Aim:
Copy the material below verbatim, line by line, and leave the pictures out of your copy.
— Begin Record excerpts —
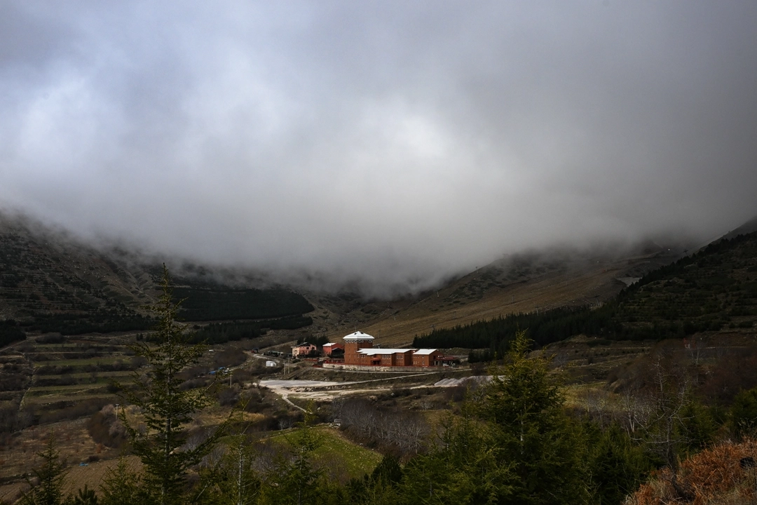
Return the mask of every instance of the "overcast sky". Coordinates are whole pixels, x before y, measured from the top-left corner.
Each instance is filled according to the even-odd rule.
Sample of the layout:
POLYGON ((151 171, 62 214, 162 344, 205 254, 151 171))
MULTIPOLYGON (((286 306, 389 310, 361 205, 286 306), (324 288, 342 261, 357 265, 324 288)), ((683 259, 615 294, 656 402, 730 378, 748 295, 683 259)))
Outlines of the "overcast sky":
POLYGON ((0 0, 0 207, 430 285, 757 214, 757 2, 0 0))

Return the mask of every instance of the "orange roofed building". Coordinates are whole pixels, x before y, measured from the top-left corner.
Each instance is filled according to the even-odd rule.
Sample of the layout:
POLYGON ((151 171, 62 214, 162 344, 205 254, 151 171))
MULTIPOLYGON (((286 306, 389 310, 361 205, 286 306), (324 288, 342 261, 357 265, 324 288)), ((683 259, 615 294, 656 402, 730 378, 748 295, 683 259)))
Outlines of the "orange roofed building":
POLYGON ((373 337, 355 332, 344 337, 344 364, 361 366, 440 366, 436 349, 383 349, 373 347, 373 337))

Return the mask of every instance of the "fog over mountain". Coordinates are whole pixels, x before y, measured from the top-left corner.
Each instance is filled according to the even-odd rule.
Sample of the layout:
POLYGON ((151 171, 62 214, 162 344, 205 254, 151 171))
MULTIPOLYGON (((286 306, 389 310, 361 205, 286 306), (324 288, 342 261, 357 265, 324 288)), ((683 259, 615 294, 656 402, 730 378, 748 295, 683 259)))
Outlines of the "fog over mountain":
— End Record excerpts —
Problem solution:
Return the mask of every instance of the "overcast sky". Coordinates are whole pixels, x before y, measured from the top-left corner.
Each instance is filled according to the even-odd rule.
Sample of the layout:
POLYGON ((151 171, 62 214, 162 344, 205 254, 151 171))
MULTIPOLYGON (((286 306, 389 310, 361 205, 286 306), (324 288, 342 261, 357 265, 324 288)), ((683 259, 615 294, 656 402, 730 378, 748 295, 683 259)))
Outlines of the "overcast sky":
POLYGON ((0 0, 0 207, 430 285, 757 214, 757 2, 0 0))

Return the mask of every instance of the "orange roofed building". Coordinates are whole pixels, x before y, measured from the top-left corner.
Each instance is filled according to the even-odd rule.
Sample of the layout:
POLYGON ((151 171, 62 214, 162 344, 205 254, 151 171))
MULTIPOLYGON (((286 306, 389 310, 361 205, 286 306), (324 288, 342 261, 357 265, 324 288)), ((683 259, 615 294, 656 402, 730 378, 748 295, 683 259)))
Outlines of the "orange roofed building":
POLYGON ((373 337, 355 332, 344 337, 344 364, 361 366, 440 366, 436 349, 383 349, 373 347, 373 337))

Return the mask of every instance of the "fog over mountain". Coordinates are whole pixels, x before y, measured from the top-left corner.
Each instance is filled according to the even-odd rule.
Sample of the layout:
POLYGON ((151 171, 62 214, 162 344, 205 254, 151 171))
MULTIPOLYGON (((286 306, 389 310, 361 205, 286 306), (324 288, 342 261, 357 265, 324 288)), ((683 259, 615 294, 656 402, 730 378, 748 295, 683 259)))
Outlines of the "fog over mountain":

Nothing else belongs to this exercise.